---------- ENTRIES PROVIDED ----------

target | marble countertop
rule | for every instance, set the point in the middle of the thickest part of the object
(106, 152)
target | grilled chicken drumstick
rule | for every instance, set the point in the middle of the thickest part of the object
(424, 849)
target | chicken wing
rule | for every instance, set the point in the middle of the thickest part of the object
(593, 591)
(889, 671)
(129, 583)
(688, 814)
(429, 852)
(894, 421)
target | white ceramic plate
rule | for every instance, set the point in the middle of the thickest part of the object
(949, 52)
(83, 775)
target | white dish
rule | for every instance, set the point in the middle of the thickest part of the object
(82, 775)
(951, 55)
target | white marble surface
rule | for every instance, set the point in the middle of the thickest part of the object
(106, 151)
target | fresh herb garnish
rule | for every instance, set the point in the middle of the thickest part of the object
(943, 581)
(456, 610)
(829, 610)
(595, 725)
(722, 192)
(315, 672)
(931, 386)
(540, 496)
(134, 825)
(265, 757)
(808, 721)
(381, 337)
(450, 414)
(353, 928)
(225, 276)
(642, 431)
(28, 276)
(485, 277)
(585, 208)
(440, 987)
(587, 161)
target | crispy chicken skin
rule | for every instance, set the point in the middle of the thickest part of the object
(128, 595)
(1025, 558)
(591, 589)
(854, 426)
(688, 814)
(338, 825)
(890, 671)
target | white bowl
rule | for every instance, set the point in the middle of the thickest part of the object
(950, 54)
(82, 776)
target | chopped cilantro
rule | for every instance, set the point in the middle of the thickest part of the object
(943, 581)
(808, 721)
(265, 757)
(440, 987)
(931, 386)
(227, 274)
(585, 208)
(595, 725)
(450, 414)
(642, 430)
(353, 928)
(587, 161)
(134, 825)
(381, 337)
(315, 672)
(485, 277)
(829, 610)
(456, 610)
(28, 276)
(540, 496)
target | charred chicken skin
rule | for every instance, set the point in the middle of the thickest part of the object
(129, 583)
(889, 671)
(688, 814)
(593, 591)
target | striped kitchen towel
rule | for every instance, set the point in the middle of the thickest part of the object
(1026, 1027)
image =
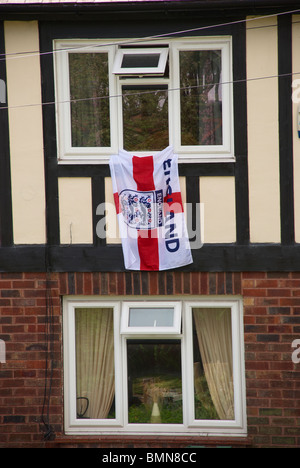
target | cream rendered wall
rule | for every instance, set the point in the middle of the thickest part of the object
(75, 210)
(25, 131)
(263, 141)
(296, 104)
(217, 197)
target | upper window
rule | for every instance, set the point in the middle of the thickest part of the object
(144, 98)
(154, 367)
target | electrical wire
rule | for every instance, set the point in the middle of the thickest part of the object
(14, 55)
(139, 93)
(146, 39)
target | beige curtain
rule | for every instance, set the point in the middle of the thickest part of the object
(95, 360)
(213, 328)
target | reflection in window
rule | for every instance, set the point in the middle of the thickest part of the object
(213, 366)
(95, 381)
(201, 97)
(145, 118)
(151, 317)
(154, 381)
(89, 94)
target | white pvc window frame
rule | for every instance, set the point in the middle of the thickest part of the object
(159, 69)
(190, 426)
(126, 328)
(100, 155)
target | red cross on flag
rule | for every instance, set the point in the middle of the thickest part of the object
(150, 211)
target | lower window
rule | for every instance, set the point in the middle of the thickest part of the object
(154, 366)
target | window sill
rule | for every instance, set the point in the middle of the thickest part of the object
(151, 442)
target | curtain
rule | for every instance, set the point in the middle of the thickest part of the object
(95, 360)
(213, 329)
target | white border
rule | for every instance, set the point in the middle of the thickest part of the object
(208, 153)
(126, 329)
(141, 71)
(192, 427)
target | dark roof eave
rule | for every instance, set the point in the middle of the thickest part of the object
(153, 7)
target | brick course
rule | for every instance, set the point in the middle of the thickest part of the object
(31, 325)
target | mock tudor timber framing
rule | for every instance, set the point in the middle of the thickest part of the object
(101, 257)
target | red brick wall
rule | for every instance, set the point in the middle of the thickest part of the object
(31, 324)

----------
---------- ENTRIES PROVIDED ----------

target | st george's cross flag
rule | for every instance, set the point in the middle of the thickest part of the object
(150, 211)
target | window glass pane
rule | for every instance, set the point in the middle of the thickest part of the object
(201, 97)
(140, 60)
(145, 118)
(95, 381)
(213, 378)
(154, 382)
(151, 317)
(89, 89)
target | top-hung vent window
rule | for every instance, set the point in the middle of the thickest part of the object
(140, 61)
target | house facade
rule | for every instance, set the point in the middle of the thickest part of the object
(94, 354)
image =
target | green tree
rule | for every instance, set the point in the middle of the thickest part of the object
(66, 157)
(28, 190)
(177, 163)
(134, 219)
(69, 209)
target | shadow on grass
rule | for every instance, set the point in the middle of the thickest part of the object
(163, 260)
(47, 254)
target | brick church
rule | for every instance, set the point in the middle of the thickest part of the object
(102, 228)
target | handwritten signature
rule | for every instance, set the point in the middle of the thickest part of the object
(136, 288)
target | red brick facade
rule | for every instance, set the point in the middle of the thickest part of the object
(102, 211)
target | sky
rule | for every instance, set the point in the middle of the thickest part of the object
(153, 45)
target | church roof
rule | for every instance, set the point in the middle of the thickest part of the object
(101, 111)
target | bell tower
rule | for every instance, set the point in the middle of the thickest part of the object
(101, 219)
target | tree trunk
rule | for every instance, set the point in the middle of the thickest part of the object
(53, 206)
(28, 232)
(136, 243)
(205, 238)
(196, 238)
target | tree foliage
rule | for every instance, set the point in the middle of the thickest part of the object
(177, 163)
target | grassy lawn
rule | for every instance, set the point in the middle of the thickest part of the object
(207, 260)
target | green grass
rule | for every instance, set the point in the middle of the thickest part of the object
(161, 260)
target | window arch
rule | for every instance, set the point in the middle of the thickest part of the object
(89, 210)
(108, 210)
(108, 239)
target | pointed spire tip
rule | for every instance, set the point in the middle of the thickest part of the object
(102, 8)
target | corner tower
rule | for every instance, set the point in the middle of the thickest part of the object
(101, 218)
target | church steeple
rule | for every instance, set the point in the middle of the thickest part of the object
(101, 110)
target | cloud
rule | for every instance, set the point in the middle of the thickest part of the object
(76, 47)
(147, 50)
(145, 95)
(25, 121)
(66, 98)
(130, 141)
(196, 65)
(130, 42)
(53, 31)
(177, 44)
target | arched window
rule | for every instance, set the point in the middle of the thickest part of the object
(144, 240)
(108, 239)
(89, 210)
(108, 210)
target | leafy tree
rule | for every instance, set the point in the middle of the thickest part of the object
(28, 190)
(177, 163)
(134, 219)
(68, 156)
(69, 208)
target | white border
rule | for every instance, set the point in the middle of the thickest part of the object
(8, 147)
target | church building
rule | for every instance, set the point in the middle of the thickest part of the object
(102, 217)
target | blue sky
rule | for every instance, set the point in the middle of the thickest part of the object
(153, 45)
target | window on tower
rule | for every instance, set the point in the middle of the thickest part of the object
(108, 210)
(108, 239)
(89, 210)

----------
---------- ENTRIES PROVIDED ----------

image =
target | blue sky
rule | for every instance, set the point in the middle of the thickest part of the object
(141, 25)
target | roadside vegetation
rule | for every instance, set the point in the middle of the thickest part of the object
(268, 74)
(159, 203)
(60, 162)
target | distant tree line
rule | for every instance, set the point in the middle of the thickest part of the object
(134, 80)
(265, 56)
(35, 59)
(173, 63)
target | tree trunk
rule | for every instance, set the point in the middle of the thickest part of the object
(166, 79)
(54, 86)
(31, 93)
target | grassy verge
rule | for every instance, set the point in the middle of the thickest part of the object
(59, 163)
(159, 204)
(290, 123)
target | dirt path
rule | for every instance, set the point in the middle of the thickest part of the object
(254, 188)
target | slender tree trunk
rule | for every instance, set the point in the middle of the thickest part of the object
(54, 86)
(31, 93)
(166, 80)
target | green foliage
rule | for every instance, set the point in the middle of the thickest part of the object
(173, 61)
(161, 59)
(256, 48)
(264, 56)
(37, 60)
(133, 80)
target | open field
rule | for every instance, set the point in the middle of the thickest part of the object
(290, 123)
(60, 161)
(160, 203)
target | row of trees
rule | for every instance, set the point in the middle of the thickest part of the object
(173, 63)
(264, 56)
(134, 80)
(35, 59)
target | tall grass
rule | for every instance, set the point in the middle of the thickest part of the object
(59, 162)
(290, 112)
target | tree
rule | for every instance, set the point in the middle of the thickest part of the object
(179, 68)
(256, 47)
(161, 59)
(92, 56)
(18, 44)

----------

→ ABOUT THIS EXERCISE:
A line belongs in the answer if it contains the word "white"; copy every such line from the data above.

→ TASK ANSWER:
target | white ceramic plate
target | white dish
target | white marble surface
target | white bowl
target | white pvc window frame
target | white border
target | white border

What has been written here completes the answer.